Excerpts from point annotation data
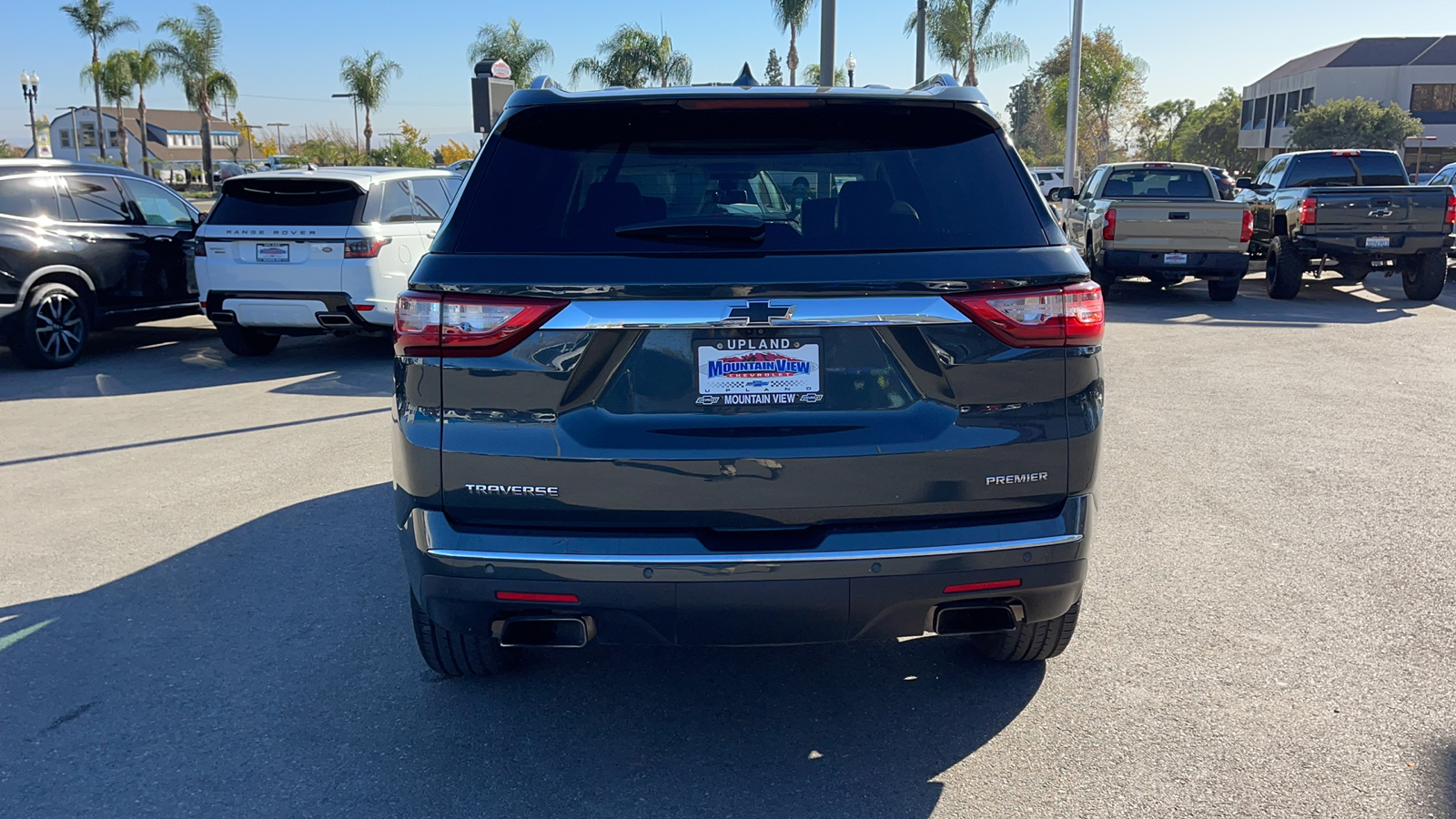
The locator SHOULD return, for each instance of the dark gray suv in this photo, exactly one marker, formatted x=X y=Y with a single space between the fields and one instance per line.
x=746 y=366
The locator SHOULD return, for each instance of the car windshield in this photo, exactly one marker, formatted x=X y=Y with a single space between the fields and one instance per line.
x=1161 y=182
x=823 y=178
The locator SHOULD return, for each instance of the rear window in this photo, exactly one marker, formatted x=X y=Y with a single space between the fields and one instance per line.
x=823 y=178
x=288 y=203
x=1329 y=171
x=1157 y=182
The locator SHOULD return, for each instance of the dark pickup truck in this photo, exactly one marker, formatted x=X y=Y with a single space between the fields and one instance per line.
x=1354 y=208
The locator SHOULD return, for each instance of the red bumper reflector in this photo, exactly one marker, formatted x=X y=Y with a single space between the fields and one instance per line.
x=539 y=598
x=982 y=586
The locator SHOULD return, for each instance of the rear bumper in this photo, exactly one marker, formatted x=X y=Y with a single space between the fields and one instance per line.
x=1203 y=266
x=295 y=312
x=650 y=589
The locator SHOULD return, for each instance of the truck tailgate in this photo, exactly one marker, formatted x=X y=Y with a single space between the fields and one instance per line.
x=1178 y=225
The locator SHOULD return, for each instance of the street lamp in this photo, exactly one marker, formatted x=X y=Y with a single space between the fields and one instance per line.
x=277 y=128
x=1420 y=145
x=31 y=87
x=356 y=101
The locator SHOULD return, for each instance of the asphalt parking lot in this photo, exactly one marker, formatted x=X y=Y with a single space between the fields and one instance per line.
x=203 y=610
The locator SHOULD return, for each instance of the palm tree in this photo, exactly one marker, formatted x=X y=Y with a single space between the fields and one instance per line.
x=958 y=34
x=633 y=57
x=368 y=80
x=793 y=15
x=526 y=56
x=114 y=79
x=145 y=72
x=191 y=58
x=94 y=19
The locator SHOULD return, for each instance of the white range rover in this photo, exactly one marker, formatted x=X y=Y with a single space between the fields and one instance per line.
x=305 y=252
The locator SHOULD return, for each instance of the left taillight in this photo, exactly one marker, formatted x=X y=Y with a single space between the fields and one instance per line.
x=1057 y=317
x=451 y=324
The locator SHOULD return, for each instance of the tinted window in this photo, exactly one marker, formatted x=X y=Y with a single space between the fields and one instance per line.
x=1329 y=171
x=28 y=196
x=430 y=200
x=157 y=205
x=96 y=198
x=1157 y=182
x=288 y=201
x=888 y=178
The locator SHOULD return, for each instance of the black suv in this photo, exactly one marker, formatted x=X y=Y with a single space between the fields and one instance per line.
x=87 y=247
x=746 y=366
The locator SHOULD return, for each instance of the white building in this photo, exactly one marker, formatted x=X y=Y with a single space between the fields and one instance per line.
x=1417 y=73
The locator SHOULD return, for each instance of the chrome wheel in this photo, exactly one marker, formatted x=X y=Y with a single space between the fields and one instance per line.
x=58 y=327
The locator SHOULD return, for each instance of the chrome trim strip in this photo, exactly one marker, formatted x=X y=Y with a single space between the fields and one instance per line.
x=713 y=312
x=720 y=559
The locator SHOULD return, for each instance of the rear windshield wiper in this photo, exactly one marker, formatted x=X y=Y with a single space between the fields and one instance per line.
x=698 y=229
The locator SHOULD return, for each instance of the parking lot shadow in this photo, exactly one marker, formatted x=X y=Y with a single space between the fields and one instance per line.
x=1324 y=302
x=187 y=354
x=269 y=671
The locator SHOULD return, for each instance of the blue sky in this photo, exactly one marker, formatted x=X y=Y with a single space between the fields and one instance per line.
x=286 y=56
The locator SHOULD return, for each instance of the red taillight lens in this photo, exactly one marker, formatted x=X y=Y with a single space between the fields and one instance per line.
x=363 y=248
x=434 y=324
x=1308 y=210
x=1059 y=317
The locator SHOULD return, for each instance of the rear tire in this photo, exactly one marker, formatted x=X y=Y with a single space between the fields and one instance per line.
x=1283 y=271
x=247 y=341
x=1424 y=276
x=53 y=329
x=453 y=653
x=1031 y=642
x=1223 y=288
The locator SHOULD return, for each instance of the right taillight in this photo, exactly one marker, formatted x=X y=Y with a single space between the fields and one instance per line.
x=453 y=324
x=1308 y=210
x=1055 y=317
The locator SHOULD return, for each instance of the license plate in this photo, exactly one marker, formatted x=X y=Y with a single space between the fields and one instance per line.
x=273 y=252
x=757 y=370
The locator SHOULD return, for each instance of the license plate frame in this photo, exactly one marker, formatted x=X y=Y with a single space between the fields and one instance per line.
x=273 y=252
x=788 y=373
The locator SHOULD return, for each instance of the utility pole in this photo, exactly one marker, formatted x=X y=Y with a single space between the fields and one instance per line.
x=827 y=44
x=1069 y=171
x=919 y=41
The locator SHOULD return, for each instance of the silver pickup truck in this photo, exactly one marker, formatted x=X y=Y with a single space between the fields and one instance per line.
x=1164 y=220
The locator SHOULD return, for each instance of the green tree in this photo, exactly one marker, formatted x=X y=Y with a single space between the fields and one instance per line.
x=774 y=72
x=812 y=73
x=791 y=16
x=958 y=33
x=191 y=57
x=1353 y=123
x=369 y=80
x=633 y=57
x=528 y=57
x=94 y=19
x=113 y=76
x=145 y=72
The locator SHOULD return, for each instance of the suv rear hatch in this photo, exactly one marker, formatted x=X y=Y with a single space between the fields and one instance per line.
x=753 y=363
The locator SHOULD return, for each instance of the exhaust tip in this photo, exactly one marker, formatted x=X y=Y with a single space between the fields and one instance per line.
x=975 y=620
x=543 y=632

**Task instructions**
Transcribe the whole listing, character for character, but not its images.

**Correct answer**
The locator SHOULD return, for each instance of the dark gray suv in this photo, exactly one marker, formatted x=X y=Y with a single space between the fields and one instance per line.
x=746 y=366
The locator SHOULD return, for each instance of the car windshield in this photo, exactly one marker, formatted x=X y=Y with a single space between the fields and one instance per line.
x=1161 y=182
x=823 y=178
The locator SHOULD return, for each instance of the rear window in this photo, exactly one marker, formatted x=X y=Y with a single space between the fields and one instance per line.
x=823 y=178
x=288 y=203
x=1329 y=171
x=1157 y=182
The locator SHOULD return, for each instance of the dark pickup truck in this photo, exactly one marker, formatted x=X y=Y with a single space between the fields and one instance per line.
x=1354 y=208
The locator SHOULD return, for each instance of the red bumper reflector in this photo, exactly one marker, formatted x=X y=Y with a single space between the fields and one instance per line.
x=539 y=598
x=982 y=586
The locator SHOULD return, for each instance of the rear bumper in this photo, exactly one marker, formatted x=X y=Y with a single space between the fields and one instance per line.
x=1203 y=266
x=295 y=312
x=650 y=589
The locator SHOULD return, for each instance of the truck tailgate in this photo, exactly one marker, formatted x=X y=Y with a single space between the fields and one instance per line.
x=1178 y=225
The locator SHOULD return, for each instance of the street lamp in this photo, exactly one marker, formatted x=X y=Y with a single space between the fields and one instance per line.
x=277 y=128
x=1420 y=145
x=31 y=87
x=356 y=101
The locator SHOULD return, for each instance of the asphalt parking lot in this photo, exactly one marker, formatted x=X y=Y with a single space between the fields and one instance per line.
x=203 y=610
The locator SHOULD return, for each instance of the palm tree in this photo, exactly one marker, formatted x=X y=Y with a single space between the fields and one instance per line.
x=958 y=34
x=633 y=57
x=368 y=80
x=793 y=15
x=526 y=56
x=114 y=79
x=145 y=72
x=191 y=58
x=94 y=19
The locator SHOULD return, for each instance of the white range rover in this photo, exactly one marker, formatted x=X y=Y with a single space between the fields and one instance per line.
x=305 y=252
The locator SHOULD return, for each instance of the left taillight in this photo, exactly one marker, formatted x=X y=Y with a single space between the fields and one instance per line.
x=1057 y=317
x=451 y=324
The locator SHOULD return, for each instance of the tinted window in this photo, exactly one marker, formatted x=X y=Y with a single space between the fields and one instance per line.
x=1329 y=171
x=28 y=196
x=430 y=200
x=157 y=205
x=96 y=198
x=1157 y=182
x=288 y=201
x=888 y=178
The locator SHOULD return, for each instance of the black suv in this photo, exactly one marker, formatted x=X y=Y with a single space between the fields and one instance per line.
x=87 y=247
x=746 y=366
The locator SHOULD return, for each instance of the white building in this photo, exactly one marker, formatted x=X y=Y with a single space between the fields and one instance per line.
x=1417 y=73
The locator SHOULD return, for each instance of the chrome wheel in this photo, exactly one marker, formatted x=X y=Y with a single space between the fields and one instance per line.
x=58 y=327
The locator SHOULD return, for each instance of the chrome trim strip in this photo, exactly one marker, formatted x=X y=Y with a single space between the fields and one instance per line.
x=713 y=312
x=720 y=559
The locator SHOULD return, for each instance of the rear windshield wiper in this photo, exactly one marker, formatted x=X y=Y with a single space between the fields and one instance per line.
x=698 y=229
The locator SHOULD return, for each instance of the parking lot shadow in this photo, exactly one marker, formatted x=X y=Y with a single space between the fields and one instance per line.
x=1324 y=302
x=187 y=354
x=269 y=671
The locator SHOULD return, for each instance of the blue sky in this photo, exactly one marker, formatted x=X y=Y with a single space between the fields and one instance per line.
x=286 y=56
The locator SHOULD return, for each instance of the red taillight lens in this photo, exactly one marker, formatted x=X y=Y with a single space between the fields and one instance per line.
x=363 y=248
x=434 y=324
x=1308 y=210
x=1059 y=317
The locator SHOULD return, for each instance of the rear tire in this photo, exactly one marker, formatted x=X y=Y with a single space between the fields and one instance per line.
x=1283 y=271
x=247 y=341
x=1424 y=276
x=53 y=329
x=453 y=653
x=1031 y=642
x=1223 y=288
The locator SHOULD return, for each instance of the right taillight in this photo, exactly one marker, formatted x=X y=Y with a single space between the fields and one instance per line.
x=453 y=324
x=1308 y=210
x=1055 y=317
The locator SHOULD return, for each instance of the license plate in this photo, exactly one marker, formatted x=X y=Y with a single space between the fields and one instance per line.
x=273 y=252
x=757 y=370
The locator SHOULD return, for each instance of the license plate frame in this photo, exactly one marker, formatted x=X y=Y with a single space between the fields and one instance per line.
x=273 y=252
x=788 y=373
The locator SHOULD return, for each instance of the utility pole in this photo, exactly one marker, formatted x=X y=Y with a single space between the fields and one instance per line.
x=827 y=44
x=1069 y=171
x=919 y=41
The locator SHOULD return, for each instance of the silver pickup truck in this photo, exactly one marker, formatted x=X y=Y with a single space between the fields and one instance per line.
x=1164 y=220
The locator SHOULD return, for each instance of the green tree in this photo, exactly one marker, formatted x=X y=Y with a single space between the fields and one instance per line.
x=774 y=72
x=812 y=73
x=791 y=16
x=958 y=33
x=191 y=57
x=1353 y=123
x=369 y=80
x=633 y=57
x=528 y=57
x=94 y=19
x=113 y=76
x=145 y=72
The locator SHOULD return, for each instance of the suv rear hatch in this photo, exactly one marker, formatted x=X y=Y with a single space between the fields and one instance per line.
x=753 y=363
The locator SHOULD return, for each instance of the exhaust tip in this photo, exactly one marker, formatted x=X y=Y with a single space between the fields and one instance per line.
x=975 y=620
x=543 y=632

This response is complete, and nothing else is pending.